| Task description |
Update the data below by changing every "pixel coordinates" to "image coordinates" and leaving everything else unchanged.

| Exercise material |

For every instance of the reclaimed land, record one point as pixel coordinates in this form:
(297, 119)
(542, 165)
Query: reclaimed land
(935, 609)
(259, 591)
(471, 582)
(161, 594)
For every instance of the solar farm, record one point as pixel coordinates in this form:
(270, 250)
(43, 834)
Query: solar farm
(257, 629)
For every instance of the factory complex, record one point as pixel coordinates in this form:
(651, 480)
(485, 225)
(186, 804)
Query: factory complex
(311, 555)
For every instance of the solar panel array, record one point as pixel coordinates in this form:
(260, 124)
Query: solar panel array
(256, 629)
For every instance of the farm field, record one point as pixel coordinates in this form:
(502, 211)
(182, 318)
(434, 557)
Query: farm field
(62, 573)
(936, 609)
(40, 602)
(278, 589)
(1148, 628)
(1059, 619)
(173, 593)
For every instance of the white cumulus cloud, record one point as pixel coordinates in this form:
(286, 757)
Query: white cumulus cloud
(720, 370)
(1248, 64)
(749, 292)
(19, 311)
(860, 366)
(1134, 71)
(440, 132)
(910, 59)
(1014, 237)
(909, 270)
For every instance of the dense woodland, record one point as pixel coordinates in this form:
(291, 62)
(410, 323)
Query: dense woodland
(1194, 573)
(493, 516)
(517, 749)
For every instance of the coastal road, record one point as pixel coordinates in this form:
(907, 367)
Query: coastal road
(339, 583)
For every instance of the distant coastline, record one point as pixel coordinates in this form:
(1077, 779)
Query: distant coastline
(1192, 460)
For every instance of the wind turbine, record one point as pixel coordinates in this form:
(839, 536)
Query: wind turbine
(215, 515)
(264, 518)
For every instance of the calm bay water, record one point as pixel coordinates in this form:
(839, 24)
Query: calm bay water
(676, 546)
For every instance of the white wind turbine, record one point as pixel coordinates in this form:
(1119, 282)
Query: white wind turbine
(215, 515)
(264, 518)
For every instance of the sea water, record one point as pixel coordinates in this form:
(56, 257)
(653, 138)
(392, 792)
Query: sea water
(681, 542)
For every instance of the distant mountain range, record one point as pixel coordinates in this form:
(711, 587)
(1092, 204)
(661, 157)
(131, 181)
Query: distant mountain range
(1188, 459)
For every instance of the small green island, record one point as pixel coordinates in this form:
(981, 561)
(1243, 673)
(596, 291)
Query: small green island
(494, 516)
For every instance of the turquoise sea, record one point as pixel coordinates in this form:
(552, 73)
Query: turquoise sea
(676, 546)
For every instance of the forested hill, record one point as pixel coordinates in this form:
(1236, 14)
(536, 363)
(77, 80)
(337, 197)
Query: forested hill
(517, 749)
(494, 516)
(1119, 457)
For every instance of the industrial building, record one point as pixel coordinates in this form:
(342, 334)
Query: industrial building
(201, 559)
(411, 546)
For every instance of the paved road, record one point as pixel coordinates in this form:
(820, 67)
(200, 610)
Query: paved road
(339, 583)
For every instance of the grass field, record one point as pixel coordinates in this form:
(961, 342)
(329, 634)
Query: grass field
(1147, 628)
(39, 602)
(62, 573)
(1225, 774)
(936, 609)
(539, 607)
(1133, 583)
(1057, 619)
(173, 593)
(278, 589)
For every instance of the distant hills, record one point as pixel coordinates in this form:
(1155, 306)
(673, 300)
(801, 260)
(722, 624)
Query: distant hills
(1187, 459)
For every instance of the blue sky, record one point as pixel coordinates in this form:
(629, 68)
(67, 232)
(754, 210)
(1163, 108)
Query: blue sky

| The result |
For every instance of the reclaimed land, record one point as image coordinates in this form:
(297, 119)
(542, 165)
Query: reclaimed land
(935, 609)
(259, 591)
(471, 582)
(161, 594)
For every instance of the solar farm, record one point as image coordinates in this form:
(270, 250)
(43, 834)
Query: solar farm
(257, 629)
For every instance of the factory complex, record one point as image coordinates in this form:
(651, 480)
(485, 225)
(186, 804)
Query: factory complex
(311, 555)
For every instance of the solar panel array, record one point as image coordinates in this form:
(260, 124)
Query: solar panel array
(256, 629)
For every instance of the farm field, record one point as image coordinates in this form:
(502, 211)
(182, 318)
(434, 557)
Query: farm field
(62, 573)
(936, 609)
(40, 602)
(278, 589)
(1148, 628)
(1059, 619)
(173, 593)
For every instance of the white cumulus cloud, record one point as image coordinates in this form:
(286, 757)
Query: white cumulus cloud
(720, 370)
(1248, 64)
(749, 292)
(19, 311)
(860, 366)
(1134, 71)
(440, 132)
(910, 59)
(1014, 237)
(909, 270)
For every instance of the dense woodland, record one point as image coordinates in this form:
(291, 62)
(410, 323)
Query: dense woodland
(1194, 573)
(493, 516)
(517, 749)
For every instance of the coastal road, record one point as image coordinates in this form:
(907, 367)
Query: coastal road
(339, 583)
For every instance of the distant coastline, record one point as image coordinates in this form:
(1077, 779)
Query: distant coastline
(1192, 460)
For every instance of the wind turbine, record one point as image coordinates in this form:
(839, 536)
Query: wind turbine
(215, 515)
(264, 518)
For every instance of the calm bay water, record one point as image coordinates in this form:
(839, 24)
Query: calm bay water
(676, 546)
For every instance of the white wind turbine, record one point as image coordinates in this form:
(1119, 282)
Query: white wind turbine
(215, 515)
(264, 518)
For every instance of the sea water, record one point as image coordinates in this form:
(56, 257)
(653, 138)
(392, 792)
Query: sea water
(681, 542)
For every instance of the distant mountain range, record one point as image coordinates in this form:
(711, 587)
(1092, 204)
(661, 157)
(131, 181)
Query: distant mountain range
(1188, 459)
For every instance of the small green island, record one point as image coordinates in this form:
(981, 561)
(1243, 673)
(596, 291)
Query: small green island
(494, 516)
For every instance of the turquoise sea, record one point as image coordinates in this form:
(552, 73)
Query: turquoise sea
(676, 546)
For every instance of the forested hill, record one point as image coordinates in this form:
(1236, 14)
(536, 363)
(77, 80)
(337, 197)
Query: forested hill
(517, 749)
(494, 516)
(1119, 457)
For every instance of the industrial building, record one point as image coordinates in this form:
(342, 334)
Query: industrial building
(201, 559)
(411, 546)
For every instance of the paved road, record one point as image coordinates in this form:
(820, 67)
(200, 610)
Query: paved road
(339, 583)
For every instance of the grass field, record one point as image coordinates in this form:
(961, 342)
(329, 634)
Query: grass field
(1147, 628)
(39, 602)
(62, 573)
(1225, 774)
(936, 609)
(539, 607)
(1133, 583)
(1057, 619)
(173, 593)
(278, 589)
For every instance of the distant hills, record one point as image coordinates in this form:
(1155, 306)
(673, 300)
(801, 260)
(722, 624)
Query: distant hills
(1187, 459)
For every instance of the blue sky, record one point as image coordinates in this form:
(629, 68)
(67, 232)
(754, 210)
(1163, 108)
Query: blue sky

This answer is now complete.